### Problem description
Retype exactly the lines from the line with "the blurred background" to the end of the data, keeping both boundary lines.

### Information provided
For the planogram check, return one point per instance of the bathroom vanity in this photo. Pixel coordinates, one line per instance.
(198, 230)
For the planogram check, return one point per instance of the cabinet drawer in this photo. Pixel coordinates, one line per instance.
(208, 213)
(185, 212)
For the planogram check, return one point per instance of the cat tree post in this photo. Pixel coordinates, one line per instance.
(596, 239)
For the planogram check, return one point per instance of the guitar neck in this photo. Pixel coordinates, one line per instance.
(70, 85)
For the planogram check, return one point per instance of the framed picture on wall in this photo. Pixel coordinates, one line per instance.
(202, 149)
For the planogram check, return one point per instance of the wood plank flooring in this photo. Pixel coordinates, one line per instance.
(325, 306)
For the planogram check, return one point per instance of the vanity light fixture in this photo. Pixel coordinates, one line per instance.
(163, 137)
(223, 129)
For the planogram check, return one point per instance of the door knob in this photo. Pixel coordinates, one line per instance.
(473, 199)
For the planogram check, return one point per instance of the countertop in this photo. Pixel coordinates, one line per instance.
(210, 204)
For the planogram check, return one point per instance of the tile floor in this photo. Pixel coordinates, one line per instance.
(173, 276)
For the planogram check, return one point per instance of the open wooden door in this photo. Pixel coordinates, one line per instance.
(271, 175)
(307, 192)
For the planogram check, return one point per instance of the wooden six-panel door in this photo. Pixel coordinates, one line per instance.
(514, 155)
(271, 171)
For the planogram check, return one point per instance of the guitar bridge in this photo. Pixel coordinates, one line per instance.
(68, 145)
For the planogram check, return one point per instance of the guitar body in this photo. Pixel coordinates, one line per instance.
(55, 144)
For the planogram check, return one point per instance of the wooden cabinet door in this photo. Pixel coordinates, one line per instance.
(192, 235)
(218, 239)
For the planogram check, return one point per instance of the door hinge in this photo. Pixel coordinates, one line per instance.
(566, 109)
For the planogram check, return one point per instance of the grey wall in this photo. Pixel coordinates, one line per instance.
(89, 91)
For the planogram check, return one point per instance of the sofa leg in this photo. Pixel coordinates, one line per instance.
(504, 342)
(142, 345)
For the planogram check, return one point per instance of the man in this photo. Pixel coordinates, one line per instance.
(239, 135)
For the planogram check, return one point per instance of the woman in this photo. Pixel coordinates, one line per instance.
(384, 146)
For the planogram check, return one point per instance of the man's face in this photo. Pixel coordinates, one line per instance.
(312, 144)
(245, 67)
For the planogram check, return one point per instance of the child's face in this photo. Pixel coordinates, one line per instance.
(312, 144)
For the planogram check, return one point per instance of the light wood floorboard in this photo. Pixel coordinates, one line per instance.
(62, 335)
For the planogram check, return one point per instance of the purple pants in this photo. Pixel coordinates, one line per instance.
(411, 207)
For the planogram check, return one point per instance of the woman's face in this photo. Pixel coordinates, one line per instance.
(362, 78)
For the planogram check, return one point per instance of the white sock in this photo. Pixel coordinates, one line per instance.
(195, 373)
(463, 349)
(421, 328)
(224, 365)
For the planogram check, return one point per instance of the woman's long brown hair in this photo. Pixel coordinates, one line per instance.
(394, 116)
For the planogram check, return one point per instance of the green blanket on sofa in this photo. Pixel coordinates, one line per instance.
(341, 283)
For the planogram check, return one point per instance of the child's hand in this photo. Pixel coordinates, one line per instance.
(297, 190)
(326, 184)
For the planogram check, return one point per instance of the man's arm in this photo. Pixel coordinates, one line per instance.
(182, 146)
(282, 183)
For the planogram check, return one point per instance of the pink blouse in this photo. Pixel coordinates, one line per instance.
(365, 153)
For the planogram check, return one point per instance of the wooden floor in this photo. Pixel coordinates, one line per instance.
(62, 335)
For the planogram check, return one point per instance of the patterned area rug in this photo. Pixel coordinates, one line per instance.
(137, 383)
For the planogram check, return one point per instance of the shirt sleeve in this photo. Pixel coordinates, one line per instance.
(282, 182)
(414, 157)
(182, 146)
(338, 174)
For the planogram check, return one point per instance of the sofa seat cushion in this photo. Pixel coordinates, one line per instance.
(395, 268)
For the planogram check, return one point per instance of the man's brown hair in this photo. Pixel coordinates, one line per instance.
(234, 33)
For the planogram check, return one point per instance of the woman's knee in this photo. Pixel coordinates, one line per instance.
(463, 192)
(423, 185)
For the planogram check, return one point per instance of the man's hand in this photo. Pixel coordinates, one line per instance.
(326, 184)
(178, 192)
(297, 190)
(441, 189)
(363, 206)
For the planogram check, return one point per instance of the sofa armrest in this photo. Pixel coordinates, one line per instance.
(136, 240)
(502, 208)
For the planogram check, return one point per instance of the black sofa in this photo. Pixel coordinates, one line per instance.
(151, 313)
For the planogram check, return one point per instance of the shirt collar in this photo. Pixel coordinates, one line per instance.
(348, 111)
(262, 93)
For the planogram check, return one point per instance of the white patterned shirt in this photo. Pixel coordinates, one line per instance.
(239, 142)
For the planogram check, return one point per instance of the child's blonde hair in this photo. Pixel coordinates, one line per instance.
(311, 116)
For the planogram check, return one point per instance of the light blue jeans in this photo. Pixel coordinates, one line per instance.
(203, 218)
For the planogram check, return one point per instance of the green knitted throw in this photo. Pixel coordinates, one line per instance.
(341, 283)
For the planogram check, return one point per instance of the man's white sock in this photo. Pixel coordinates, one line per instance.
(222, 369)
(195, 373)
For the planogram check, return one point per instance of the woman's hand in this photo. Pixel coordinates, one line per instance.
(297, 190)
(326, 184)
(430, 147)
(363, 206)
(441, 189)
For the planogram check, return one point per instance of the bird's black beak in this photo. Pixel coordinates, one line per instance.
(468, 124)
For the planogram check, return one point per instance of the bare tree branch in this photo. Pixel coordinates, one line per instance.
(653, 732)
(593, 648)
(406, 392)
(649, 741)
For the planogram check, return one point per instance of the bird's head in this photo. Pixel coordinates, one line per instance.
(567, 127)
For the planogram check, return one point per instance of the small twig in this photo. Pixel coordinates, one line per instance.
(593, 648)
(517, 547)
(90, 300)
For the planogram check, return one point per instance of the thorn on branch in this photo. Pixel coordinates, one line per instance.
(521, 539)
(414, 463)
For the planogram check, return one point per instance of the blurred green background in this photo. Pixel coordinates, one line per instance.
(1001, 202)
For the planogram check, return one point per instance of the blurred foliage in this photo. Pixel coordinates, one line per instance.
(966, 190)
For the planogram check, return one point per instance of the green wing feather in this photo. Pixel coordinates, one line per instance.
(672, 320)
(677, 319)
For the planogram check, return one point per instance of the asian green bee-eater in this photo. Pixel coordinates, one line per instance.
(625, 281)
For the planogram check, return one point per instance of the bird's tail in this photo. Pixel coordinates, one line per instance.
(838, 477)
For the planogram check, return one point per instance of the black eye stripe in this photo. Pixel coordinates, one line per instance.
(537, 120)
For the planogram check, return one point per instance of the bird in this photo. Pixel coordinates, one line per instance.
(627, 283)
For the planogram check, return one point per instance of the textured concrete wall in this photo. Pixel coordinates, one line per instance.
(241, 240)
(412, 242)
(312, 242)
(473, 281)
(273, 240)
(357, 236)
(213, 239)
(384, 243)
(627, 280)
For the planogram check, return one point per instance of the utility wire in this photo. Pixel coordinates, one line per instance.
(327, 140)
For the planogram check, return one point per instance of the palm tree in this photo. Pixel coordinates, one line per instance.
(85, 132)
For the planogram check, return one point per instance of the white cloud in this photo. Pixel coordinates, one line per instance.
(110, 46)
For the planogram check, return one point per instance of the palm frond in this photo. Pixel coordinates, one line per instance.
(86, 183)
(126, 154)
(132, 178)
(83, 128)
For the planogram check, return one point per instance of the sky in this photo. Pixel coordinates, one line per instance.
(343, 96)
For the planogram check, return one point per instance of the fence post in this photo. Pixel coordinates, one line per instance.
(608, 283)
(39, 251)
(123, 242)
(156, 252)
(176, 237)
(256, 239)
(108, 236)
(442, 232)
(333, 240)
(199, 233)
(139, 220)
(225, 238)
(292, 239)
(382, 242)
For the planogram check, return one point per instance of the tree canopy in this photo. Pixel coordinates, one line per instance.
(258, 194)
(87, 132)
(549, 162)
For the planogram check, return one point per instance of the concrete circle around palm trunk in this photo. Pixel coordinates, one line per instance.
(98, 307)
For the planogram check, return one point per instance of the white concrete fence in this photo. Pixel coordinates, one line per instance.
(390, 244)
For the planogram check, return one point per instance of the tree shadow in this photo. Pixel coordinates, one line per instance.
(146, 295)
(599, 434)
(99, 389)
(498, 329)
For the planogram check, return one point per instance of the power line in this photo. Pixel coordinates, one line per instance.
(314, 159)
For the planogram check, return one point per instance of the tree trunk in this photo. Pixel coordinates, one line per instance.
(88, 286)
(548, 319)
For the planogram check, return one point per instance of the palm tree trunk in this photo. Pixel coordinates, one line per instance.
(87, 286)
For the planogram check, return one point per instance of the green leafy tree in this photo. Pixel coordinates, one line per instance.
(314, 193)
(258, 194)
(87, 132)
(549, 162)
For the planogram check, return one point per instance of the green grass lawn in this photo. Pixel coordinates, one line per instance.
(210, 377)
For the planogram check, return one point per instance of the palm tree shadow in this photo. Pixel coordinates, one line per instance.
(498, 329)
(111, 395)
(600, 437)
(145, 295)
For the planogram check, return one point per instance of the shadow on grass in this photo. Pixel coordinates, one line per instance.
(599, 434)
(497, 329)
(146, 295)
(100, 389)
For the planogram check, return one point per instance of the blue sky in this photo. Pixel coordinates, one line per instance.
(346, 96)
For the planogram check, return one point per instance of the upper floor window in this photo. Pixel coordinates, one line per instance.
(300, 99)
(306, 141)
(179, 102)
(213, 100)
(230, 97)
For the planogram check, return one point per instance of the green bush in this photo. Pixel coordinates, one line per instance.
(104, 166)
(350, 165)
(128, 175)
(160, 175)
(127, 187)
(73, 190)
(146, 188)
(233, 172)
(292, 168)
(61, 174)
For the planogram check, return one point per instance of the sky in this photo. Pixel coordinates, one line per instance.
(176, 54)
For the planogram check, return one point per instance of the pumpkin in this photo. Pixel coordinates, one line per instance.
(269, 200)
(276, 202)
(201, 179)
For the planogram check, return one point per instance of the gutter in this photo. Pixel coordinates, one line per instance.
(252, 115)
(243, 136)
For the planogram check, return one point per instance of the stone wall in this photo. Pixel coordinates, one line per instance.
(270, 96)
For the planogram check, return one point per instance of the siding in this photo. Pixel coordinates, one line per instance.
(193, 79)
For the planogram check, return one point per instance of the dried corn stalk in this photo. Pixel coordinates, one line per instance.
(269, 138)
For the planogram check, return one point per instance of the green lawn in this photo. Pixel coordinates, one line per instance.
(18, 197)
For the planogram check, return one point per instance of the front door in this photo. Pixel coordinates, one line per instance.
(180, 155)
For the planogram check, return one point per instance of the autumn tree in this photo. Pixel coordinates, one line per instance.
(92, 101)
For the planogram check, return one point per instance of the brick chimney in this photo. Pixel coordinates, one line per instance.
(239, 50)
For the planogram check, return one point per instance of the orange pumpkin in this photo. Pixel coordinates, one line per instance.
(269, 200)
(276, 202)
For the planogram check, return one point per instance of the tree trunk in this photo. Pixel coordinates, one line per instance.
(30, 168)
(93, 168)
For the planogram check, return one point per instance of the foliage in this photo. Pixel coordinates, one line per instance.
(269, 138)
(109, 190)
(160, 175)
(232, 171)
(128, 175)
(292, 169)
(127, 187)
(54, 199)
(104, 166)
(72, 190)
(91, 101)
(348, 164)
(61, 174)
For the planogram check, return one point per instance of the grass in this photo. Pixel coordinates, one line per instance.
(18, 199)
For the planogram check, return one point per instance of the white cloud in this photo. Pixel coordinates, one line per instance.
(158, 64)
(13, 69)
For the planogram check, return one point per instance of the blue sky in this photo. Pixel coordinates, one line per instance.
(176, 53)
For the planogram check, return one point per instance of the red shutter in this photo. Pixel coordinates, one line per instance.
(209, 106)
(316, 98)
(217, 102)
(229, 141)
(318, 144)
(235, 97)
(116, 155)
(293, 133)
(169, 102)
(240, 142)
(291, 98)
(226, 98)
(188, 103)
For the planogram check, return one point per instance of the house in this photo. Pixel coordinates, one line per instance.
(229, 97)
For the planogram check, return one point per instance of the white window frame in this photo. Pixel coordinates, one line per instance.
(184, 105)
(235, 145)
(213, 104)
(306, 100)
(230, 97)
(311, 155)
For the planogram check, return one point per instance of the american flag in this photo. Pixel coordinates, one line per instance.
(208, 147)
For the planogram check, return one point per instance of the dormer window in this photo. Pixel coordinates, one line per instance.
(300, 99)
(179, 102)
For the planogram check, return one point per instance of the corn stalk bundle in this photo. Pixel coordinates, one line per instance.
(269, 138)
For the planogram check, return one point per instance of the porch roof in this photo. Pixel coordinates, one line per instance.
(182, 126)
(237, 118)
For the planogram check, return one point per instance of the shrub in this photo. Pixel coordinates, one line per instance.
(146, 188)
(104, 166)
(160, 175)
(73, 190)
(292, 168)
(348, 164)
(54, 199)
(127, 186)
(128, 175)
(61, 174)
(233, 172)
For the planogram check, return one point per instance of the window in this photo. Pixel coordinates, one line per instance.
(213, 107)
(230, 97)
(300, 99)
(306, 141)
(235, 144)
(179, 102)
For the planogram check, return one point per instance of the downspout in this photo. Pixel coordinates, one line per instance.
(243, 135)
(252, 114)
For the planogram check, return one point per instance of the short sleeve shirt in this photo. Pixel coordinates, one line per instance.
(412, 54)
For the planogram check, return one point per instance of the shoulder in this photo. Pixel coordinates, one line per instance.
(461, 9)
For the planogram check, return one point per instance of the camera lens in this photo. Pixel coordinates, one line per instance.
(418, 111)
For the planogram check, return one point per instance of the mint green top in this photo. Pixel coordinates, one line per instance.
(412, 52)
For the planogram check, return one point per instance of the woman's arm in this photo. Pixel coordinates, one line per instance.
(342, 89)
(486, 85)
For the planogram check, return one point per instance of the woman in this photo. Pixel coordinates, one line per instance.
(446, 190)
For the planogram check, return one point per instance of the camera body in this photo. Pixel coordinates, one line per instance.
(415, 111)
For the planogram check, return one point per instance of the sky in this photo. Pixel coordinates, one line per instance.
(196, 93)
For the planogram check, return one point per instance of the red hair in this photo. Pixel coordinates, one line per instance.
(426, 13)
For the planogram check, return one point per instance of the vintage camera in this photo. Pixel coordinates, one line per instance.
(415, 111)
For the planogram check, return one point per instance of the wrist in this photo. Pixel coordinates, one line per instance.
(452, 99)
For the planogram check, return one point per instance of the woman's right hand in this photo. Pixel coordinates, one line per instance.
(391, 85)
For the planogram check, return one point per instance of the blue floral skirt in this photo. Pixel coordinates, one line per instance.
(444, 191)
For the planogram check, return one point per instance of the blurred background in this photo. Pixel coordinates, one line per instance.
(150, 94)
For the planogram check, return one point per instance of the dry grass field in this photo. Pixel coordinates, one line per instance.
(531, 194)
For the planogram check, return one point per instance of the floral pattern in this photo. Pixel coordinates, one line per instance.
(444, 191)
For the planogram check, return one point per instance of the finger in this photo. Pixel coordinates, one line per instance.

### Exercise output
For the planogram check, return one point per instance of the blurred background in this photo. Pixel coordinates, one line per instance.
(150, 94)
For the planogram check, return one point per instance of the dry grass field in this photo. Pixel coordinates, one line per instance.
(531, 194)
For the planogram check, return one point per instance of the floral pattern in this photo. Pixel coordinates, one line per instance.
(444, 191)
For the planogram check, return one point per instance of the finger in this photo. Pixel coordinates, one line per instance.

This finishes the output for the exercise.